-- SUPPLIED RECORDS follows --

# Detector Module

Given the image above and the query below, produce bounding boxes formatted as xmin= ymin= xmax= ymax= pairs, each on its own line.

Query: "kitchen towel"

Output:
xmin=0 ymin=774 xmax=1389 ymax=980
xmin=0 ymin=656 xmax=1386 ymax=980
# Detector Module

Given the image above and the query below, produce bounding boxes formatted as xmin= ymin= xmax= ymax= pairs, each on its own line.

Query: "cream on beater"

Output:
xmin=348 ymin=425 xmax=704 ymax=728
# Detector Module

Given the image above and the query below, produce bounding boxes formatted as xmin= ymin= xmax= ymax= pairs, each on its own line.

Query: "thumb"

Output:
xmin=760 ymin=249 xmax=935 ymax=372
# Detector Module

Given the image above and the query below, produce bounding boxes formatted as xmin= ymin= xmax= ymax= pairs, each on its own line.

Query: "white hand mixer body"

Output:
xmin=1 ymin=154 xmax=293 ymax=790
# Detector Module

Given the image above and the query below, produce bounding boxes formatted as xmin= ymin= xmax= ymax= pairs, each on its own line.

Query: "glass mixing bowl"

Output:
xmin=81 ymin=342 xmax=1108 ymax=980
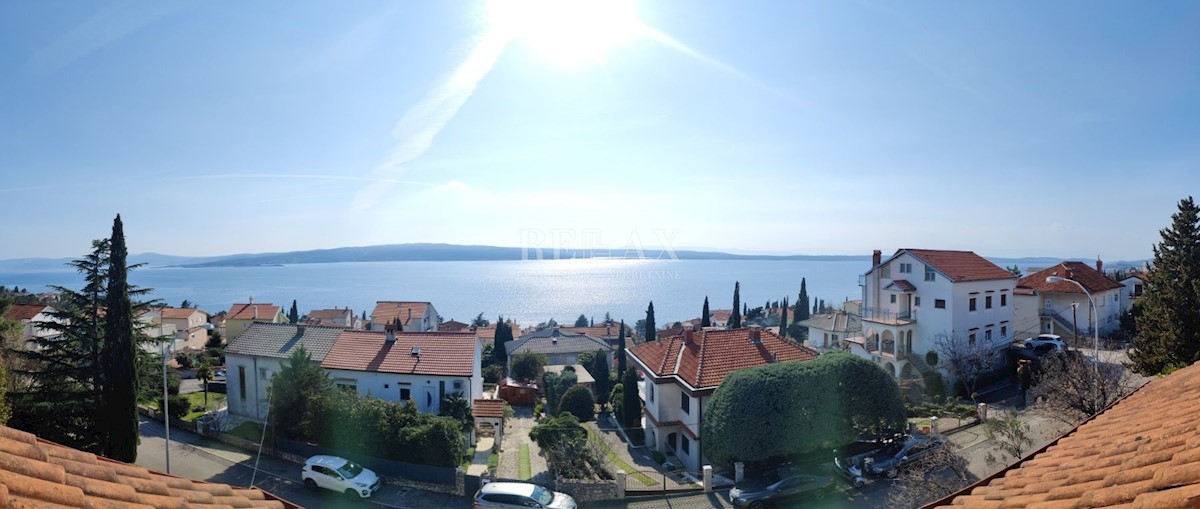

-- SUPPLIED RECORDS concluded --

All lines above are to be restated word for word, with pictures excluded.

## ANSWER TO THIS TASK
# Detector Module

Given the image above and the query below, produce bounding boxes formatted as xmin= ymin= xmax= ymax= pairs, each on its own line.

Query: "kitchen towel"

Output:
xmin=0 ymin=774 xmax=1389 ymax=980
xmin=0 ymin=656 xmax=1386 ymax=980
# Detector Module

Given the image above and the query below, produce bounding boxes formatted as xmin= ymin= xmax= ymax= pairs, each on its own line.

Query: "cream on beater"

Output:
xmin=348 ymin=425 xmax=704 ymax=728
# Detector Module

Given the image above and the query below, produce bounding boxes formatted as xmin= ymin= xmax= ymax= pairs, each on its own line.

Query: "thumb"

Output:
xmin=760 ymin=249 xmax=935 ymax=372
# Detector Module

Given the image above and the query below, produce bounding boxes formatted as xmin= ymin= xmax= ymax= pairs, each on its own line.

Query: "white hand mixer body"

Output:
xmin=1 ymin=154 xmax=293 ymax=790
# Detector Module

Given the image above and the query below, produce bounding boxes formatted as xmin= ymin= xmax= ymax= pairs, each on its own line.

Query: "glass mixing bowl"

Output:
xmin=81 ymin=342 xmax=1108 ymax=980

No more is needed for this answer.